▸ Try it
Below are lines of data; restate word for word those running from the line containing "Task: mark each instance of the bell tower with" to the line containing "Task: mark each instance of the bell tower arch", inclusive, and no others.

▸ Saved entries
/---

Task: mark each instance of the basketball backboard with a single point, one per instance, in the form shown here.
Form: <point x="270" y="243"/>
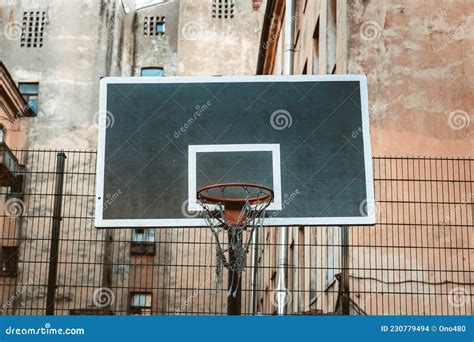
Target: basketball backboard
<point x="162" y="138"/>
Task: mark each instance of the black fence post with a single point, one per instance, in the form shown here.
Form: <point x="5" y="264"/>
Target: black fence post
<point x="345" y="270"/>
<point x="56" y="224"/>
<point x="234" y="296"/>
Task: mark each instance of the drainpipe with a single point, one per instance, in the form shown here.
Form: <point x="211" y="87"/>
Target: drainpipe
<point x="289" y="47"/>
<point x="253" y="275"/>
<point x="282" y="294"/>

\---
/---

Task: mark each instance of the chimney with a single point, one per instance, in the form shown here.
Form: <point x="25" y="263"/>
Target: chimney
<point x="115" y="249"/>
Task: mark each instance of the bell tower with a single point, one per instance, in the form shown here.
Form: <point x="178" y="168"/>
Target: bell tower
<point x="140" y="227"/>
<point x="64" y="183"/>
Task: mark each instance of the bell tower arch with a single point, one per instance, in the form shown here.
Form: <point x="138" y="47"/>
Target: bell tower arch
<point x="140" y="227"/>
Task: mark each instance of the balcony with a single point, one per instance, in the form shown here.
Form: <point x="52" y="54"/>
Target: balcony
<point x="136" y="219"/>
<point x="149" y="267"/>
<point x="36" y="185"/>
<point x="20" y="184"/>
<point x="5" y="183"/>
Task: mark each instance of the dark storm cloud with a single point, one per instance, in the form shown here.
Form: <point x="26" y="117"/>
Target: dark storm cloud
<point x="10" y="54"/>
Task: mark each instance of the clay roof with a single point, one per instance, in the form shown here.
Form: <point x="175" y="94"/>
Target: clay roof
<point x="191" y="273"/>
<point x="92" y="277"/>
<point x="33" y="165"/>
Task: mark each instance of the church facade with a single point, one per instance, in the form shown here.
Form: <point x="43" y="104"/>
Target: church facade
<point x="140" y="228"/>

\---

▸ Exercise solution
Task: mark each instance of the bell tower with a single point, one per instance, in the form shown here.
Form: <point x="178" y="168"/>
Target: bell tower
<point x="140" y="227"/>
<point x="64" y="183"/>
Task: mark each instance of the bell tower arch with a single point, one per instance, in the form shown here.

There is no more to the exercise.